[Extracted records]
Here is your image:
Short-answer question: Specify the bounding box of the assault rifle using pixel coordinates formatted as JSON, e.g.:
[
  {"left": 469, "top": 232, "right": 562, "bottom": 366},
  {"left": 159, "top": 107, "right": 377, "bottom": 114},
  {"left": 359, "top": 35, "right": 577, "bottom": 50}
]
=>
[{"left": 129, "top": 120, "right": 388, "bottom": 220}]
[/Extracted records]
◆ Work task: The response has to give back every record verbatim.

◆ Exercise solution:
Here is your image:
Short-answer question: Specify the bounding box of the assault rifle using pixel coordinates formatted as JSON, e.g.:
[
  {"left": 469, "top": 232, "right": 562, "bottom": 366},
  {"left": 159, "top": 107, "right": 377, "bottom": 114},
  {"left": 359, "top": 35, "right": 577, "bottom": 50}
]
=>
[{"left": 129, "top": 120, "right": 388, "bottom": 220}]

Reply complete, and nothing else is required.